* start *

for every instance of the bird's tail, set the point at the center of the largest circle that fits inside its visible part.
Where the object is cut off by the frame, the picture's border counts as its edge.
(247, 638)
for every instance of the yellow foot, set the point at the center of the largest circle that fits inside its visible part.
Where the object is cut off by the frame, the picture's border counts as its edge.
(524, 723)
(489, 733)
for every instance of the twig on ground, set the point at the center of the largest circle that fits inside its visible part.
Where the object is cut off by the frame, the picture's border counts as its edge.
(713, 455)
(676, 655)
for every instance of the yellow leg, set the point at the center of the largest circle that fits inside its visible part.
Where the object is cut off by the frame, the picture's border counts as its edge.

* end *

» **EXERCISE TASK**: Rewrite all of the items above, replacing every "set the point" with "place the marker" and changing nothing else.

» **TASK SOLUTION**:
for every instance of the bird's tail, place the marker at the center of the largest circle that fits inside its visible part.
Where the object is cut off by the frame, the picture's border counts as its edge.
(247, 638)
for every instance of the yellow foot, place the marker at the center of the largest circle that fits inside its visible part.
Where the object is cut off by the frame, the picture's border counts as its edge.
(524, 723)
(489, 733)
for every instance of the twig on ground, place the marker at the center of the largest circle that fits inside its visible part.
Where the object is cut off by the frame, the picture's border counts as its edge.
(713, 455)
(676, 655)
for every instance of the yellow leg, place the marker at the center of the largest circle that fits inside its visible part.
Where the object is cut off by the frame, the picture's border counts as its edge.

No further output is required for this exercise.